*** Stored rows ***

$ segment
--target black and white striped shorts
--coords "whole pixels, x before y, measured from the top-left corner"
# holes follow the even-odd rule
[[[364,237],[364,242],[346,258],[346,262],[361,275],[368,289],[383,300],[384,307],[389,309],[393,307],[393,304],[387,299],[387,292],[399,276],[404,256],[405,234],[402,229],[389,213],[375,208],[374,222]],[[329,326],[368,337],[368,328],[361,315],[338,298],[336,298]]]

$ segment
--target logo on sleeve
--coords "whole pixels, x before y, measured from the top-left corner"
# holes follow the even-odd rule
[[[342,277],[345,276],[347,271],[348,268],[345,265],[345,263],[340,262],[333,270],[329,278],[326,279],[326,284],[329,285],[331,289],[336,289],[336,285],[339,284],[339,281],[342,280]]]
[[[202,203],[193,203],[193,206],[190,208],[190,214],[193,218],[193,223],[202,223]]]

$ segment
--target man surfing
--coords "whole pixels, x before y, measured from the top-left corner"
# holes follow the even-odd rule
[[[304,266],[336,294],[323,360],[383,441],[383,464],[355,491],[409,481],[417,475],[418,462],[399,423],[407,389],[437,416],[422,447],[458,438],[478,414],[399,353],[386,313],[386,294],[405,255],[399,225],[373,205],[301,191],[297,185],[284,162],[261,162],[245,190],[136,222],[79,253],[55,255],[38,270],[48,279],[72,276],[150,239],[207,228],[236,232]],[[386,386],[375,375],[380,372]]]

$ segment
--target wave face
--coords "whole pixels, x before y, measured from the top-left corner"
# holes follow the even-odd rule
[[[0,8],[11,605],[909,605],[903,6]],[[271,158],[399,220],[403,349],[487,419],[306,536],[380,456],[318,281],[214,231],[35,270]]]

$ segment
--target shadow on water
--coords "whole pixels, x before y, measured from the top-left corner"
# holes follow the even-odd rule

***

* Prompt: Output every entry shown above, exactly.

* The reply:
$ segment
--target black and white striped shorts
--coords "whole pixels, x before y, measured from the top-left corner"
# holes follow the even-odd rule
[[[364,237],[364,242],[346,258],[346,262],[361,275],[368,289],[383,300],[384,307],[389,309],[393,307],[393,304],[387,299],[387,292],[399,276],[404,256],[405,234],[402,229],[389,213],[375,208],[374,222]],[[329,326],[368,337],[368,328],[361,315],[338,298],[336,298]]]

$ segment
--target logo on sleeve
--coords "whole pixels, x before y, measured from the top-left corner"
# holes follow the even-odd rule
[[[342,277],[345,276],[347,271],[348,268],[345,265],[345,263],[340,262],[333,270],[329,278],[326,279],[326,284],[329,285],[331,289],[336,289],[336,285],[339,284],[339,281],[342,280]]]
[[[202,203],[193,203],[193,206],[190,208],[190,214],[193,218],[193,223],[202,223]]]

$ segment
--target man surfing
--coords "whole pixels, x before y, measured from the top-left corner"
# holes follow the even-odd rule
[[[304,266],[336,294],[323,360],[383,441],[383,464],[355,491],[409,481],[417,475],[418,462],[399,423],[407,389],[437,416],[422,447],[458,438],[478,414],[399,353],[386,313],[386,294],[405,255],[399,225],[373,205],[301,191],[297,185],[284,162],[261,162],[245,190],[136,222],[79,253],[55,255],[38,270],[48,279],[72,276],[150,239],[207,228],[236,232]],[[386,386],[375,375],[380,372]]]

$ segment
--target wave face
--coords "whole pixels, x before y, measured from the top-left corner"
# holes follow the even-odd rule
[[[0,8],[11,605],[909,605],[903,6]],[[271,158],[399,220],[403,349],[487,419],[306,536],[380,456],[318,281],[214,231],[35,270]]]

$ segment
--target shadow on water
--coords "whole pixels, x before y, measured from the top-left corner"
# holes follow the even-odd rule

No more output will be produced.